TASK PROMPT:
Pull out each line in the rows below that contains the string "second", and copy those lines unchanged.

DATASET ROWS:
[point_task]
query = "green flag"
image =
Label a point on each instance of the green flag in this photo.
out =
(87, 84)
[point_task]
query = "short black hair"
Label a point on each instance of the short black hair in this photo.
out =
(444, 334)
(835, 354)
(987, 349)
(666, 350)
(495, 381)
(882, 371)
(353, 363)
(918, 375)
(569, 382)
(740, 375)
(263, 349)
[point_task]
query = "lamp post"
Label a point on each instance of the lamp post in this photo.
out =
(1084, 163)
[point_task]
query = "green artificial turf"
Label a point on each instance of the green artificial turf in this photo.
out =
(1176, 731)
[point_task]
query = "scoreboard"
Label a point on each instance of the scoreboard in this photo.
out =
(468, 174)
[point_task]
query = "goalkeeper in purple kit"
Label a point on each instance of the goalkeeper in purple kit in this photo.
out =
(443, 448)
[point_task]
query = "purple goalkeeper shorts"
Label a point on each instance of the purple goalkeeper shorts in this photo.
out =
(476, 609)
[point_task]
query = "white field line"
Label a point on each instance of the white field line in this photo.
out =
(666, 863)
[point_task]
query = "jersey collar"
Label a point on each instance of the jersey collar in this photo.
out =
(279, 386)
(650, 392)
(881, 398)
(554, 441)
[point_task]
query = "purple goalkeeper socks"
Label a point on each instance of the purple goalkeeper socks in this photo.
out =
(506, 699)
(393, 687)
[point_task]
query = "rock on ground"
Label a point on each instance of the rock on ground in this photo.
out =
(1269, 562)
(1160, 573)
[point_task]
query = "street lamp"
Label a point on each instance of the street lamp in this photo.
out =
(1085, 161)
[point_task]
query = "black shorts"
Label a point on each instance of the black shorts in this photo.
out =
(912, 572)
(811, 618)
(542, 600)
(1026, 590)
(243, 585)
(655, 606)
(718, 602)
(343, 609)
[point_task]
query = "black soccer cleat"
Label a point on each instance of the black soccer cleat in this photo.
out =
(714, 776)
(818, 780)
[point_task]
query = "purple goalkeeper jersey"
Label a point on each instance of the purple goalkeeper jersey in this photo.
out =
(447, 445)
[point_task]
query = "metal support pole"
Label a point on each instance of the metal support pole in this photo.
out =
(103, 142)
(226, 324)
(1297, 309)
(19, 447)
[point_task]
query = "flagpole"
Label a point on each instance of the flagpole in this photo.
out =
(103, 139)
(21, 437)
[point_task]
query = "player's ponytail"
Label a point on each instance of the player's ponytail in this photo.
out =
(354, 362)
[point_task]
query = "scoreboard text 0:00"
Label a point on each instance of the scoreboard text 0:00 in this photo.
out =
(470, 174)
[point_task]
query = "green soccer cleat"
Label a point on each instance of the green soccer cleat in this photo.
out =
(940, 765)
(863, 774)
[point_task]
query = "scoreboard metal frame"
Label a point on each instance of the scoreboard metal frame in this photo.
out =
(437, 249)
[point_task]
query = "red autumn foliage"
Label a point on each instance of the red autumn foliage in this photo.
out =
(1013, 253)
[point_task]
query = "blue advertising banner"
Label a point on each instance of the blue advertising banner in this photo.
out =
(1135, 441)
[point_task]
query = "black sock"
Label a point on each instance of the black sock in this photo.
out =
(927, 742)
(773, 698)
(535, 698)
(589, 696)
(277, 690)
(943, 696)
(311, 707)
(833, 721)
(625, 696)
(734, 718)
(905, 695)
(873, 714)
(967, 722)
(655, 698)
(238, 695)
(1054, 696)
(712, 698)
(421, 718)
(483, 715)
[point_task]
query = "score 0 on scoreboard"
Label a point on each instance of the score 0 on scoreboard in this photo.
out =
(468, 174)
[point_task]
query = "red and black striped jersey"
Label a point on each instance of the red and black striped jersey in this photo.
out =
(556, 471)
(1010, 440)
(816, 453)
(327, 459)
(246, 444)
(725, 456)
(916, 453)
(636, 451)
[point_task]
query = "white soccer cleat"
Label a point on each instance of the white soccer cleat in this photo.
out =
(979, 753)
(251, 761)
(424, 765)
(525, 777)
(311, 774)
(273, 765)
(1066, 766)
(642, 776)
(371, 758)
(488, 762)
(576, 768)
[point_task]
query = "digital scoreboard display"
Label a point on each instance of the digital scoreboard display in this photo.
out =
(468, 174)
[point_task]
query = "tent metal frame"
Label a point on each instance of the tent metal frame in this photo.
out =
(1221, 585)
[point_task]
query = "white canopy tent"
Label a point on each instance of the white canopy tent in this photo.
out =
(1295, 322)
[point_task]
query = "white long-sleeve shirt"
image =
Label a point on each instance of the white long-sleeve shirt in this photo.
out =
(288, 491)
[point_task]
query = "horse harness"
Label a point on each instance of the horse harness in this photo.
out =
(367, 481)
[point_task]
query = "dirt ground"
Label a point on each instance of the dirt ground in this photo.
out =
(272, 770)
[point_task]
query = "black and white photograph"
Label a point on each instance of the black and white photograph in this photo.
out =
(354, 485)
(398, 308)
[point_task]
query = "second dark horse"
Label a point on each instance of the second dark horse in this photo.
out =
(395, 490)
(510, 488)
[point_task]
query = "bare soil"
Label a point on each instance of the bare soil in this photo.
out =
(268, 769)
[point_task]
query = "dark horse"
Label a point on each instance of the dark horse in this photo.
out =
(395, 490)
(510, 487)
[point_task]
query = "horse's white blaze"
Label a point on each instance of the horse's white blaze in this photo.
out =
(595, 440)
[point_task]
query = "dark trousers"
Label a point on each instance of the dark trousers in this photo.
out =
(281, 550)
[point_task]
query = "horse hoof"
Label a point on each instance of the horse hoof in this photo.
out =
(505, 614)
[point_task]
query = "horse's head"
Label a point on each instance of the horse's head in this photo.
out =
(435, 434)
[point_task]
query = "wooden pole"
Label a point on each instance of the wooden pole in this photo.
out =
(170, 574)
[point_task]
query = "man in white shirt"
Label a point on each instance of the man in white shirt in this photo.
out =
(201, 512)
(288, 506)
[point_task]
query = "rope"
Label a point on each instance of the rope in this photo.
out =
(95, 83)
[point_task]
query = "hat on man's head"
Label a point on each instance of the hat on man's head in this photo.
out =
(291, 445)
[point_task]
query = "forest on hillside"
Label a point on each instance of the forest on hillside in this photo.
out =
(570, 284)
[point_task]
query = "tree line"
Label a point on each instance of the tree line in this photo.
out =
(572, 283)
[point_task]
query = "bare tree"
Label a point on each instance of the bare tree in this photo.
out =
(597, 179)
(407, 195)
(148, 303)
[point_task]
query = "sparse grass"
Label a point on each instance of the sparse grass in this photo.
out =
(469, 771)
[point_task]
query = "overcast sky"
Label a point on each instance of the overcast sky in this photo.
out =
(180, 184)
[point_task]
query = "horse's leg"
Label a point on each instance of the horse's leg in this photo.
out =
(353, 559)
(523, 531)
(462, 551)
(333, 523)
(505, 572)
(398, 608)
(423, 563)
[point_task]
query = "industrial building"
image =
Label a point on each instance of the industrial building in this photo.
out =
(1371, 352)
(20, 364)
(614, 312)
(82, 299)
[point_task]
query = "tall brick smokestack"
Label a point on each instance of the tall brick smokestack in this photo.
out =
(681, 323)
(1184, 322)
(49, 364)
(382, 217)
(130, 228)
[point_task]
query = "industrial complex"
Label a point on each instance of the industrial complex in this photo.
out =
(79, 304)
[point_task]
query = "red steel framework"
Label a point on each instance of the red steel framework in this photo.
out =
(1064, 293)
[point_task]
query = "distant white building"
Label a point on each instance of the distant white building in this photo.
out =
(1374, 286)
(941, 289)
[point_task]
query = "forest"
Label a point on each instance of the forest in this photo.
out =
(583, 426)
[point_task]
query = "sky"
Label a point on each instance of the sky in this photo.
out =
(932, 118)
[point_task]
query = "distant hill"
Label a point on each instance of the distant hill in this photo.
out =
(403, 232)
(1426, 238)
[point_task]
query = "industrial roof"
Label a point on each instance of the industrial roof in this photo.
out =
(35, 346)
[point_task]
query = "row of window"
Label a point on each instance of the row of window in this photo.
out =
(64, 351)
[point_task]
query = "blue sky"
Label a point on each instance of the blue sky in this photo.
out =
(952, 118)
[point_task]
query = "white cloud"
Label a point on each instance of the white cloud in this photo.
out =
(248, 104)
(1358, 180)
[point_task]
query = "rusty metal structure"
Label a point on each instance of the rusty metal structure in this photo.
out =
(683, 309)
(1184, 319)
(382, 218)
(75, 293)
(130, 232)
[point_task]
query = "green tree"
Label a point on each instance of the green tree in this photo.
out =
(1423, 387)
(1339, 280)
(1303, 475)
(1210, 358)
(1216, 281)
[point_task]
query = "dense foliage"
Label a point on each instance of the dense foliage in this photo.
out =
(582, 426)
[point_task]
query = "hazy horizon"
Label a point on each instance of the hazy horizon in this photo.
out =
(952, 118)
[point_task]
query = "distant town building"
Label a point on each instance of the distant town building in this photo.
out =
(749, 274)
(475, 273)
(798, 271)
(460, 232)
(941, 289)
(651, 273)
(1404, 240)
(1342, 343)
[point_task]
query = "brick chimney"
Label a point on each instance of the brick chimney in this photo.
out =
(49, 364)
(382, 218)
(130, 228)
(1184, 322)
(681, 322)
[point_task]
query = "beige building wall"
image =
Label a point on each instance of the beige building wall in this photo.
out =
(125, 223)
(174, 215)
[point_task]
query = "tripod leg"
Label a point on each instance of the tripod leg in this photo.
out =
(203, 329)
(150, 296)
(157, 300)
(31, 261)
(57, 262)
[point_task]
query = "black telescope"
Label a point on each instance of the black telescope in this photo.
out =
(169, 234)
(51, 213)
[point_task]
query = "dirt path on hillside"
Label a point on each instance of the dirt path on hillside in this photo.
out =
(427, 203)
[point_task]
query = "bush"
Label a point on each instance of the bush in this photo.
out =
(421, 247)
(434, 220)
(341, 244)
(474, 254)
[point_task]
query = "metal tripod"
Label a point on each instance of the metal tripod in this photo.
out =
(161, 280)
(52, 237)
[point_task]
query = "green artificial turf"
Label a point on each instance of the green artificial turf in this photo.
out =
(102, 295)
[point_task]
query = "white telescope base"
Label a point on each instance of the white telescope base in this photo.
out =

COMPLETE ANSWER:
query = "second dark horse"
Label a point on each instance of the second dark horse in this photo.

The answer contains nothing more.